Can you print every one of the following records line for line, with nothing changed, added, or left out?
* * * *
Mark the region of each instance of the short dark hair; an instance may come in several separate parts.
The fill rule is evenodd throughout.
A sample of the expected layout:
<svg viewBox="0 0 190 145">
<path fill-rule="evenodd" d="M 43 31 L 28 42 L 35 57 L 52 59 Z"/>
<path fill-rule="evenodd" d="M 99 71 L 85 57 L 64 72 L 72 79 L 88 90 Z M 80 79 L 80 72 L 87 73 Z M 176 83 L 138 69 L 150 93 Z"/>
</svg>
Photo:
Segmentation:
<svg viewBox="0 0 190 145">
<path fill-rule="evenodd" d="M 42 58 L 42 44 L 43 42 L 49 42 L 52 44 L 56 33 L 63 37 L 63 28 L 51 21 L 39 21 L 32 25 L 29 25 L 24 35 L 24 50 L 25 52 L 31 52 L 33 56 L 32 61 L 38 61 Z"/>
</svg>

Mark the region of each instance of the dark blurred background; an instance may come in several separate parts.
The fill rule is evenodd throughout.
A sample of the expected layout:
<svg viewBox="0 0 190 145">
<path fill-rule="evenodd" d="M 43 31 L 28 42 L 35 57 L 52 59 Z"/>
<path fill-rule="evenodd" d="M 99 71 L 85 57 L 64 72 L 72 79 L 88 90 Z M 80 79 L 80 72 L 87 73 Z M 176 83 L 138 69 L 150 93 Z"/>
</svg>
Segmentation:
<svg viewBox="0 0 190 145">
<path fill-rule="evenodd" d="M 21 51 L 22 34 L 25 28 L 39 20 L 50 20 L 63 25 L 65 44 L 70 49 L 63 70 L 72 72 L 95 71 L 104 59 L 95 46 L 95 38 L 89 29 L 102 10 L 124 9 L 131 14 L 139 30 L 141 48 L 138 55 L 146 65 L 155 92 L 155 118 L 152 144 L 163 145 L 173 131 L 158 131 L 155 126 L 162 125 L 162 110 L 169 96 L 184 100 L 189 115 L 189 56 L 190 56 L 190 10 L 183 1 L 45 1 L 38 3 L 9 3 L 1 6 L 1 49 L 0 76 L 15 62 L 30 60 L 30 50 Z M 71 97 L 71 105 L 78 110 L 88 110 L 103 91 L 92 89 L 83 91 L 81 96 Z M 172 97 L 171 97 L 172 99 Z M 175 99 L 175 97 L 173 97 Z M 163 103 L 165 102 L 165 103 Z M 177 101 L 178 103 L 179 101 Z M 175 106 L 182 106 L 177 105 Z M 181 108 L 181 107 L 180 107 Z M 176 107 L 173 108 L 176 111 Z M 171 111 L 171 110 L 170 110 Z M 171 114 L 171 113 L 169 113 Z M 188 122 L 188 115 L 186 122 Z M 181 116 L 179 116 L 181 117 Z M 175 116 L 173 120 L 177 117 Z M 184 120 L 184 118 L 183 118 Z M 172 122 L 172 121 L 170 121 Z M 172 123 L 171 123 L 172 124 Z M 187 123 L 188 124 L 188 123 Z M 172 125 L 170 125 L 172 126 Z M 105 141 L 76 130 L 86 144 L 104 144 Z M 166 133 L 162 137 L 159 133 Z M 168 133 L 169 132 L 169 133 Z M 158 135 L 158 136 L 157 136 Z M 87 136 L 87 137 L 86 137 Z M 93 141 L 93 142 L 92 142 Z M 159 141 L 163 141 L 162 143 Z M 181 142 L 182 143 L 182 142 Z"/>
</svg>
* * * *
__WRITTEN SOLUTION__.
Mark the region of each instance of the short dark hair; an instance may come in several separate parts.
The fill rule is evenodd throughout.
A sample of the expected layout:
<svg viewBox="0 0 190 145">
<path fill-rule="evenodd" d="M 43 31 L 28 42 L 35 57 L 52 59 Z"/>
<path fill-rule="evenodd" d="M 99 71 L 85 57 L 64 72 L 72 79 L 88 90 Z M 80 79 L 80 72 L 87 73 Z M 176 83 L 138 69 L 150 93 Z"/>
</svg>
Photo:
Segmentation:
<svg viewBox="0 0 190 145">
<path fill-rule="evenodd" d="M 42 58 L 42 44 L 43 42 L 49 42 L 52 44 L 56 33 L 63 37 L 63 28 L 51 21 L 39 21 L 32 25 L 29 25 L 24 35 L 24 50 L 25 52 L 31 52 L 33 56 L 32 61 L 38 61 Z"/>
</svg>

Mark the region of each instance of the dark blurred background; an instance may come in several separate parts.
The fill rule is evenodd throughout.
A sample of the expected layout:
<svg viewBox="0 0 190 145">
<path fill-rule="evenodd" d="M 43 31 L 28 42 L 35 57 L 52 59 Z"/>
<path fill-rule="evenodd" d="M 99 71 L 85 57 L 64 72 L 72 79 L 88 90 Z M 80 79 L 80 72 L 87 73 Z M 176 83 L 138 69 L 150 93 Z"/>
</svg>
Segmentation:
<svg viewBox="0 0 190 145">
<path fill-rule="evenodd" d="M 21 51 L 22 34 L 25 28 L 39 20 L 50 20 L 63 25 L 65 44 L 70 49 L 63 70 L 72 72 L 95 71 L 104 59 L 95 46 L 95 38 L 89 29 L 102 10 L 124 9 L 131 14 L 139 30 L 141 48 L 138 55 L 146 65 L 155 92 L 155 118 L 152 144 L 163 145 L 173 131 L 158 131 L 155 126 L 162 125 L 162 110 L 169 96 L 184 100 L 189 115 L 189 56 L 190 56 L 190 10 L 183 1 L 45 1 L 38 3 L 9 3 L 1 6 L 1 49 L 0 76 L 15 62 L 30 60 L 30 50 Z M 71 97 L 71 105 L 78 110 L 88 110 L 103 91 L 92 89 L 83 91 L 81 96 Z M 172 97 L 171 97 L 172 99 Z M 175 99 L 175 97 L 173 97 Z M 163 103 L 165 102 L 165 103 Z M 177 101 L 178 103 L 179 101 Z M 175 106 L 182 106 L 177 105 Z M 181 108 L 181 107 L 180 107 Z M 176 107 L 173 108 L 176 111 Z M 171 111 L 171 110 L 170 110 Z M 171 114 L 171 113 L 169 113 Z M 188 122 L 188 115 L 186 122 Z M 181 116 L 179 116 L 181 117 Z M 175 116 L 173 120 L 177 117 Z M 184 120 L 184 118 L 183 118 Z M 172 122 L 172 121 L 170 121 Z M 172 123 L 171 123 L 172 124 Z M 187 123 L 188 124 L 188 123 Z M 172 125 L 170 125 L 172 126 Z M 105 141 L 76 130 L 86 144 L 104 144 Z M 166 133 L 162 137 L 159 133 Z M 168 133 L 169 132 L 169 133 Z M 158 135 L 158 136 L 157 136 Z M 87 136 L 87 137 L 86 137 Z M 93 141 L 93 142 L 92 142 Z M 159 141 L 163 141 L 162 143 Z M 181 142 L 182 143 L 182 142 Z"/>
</svg>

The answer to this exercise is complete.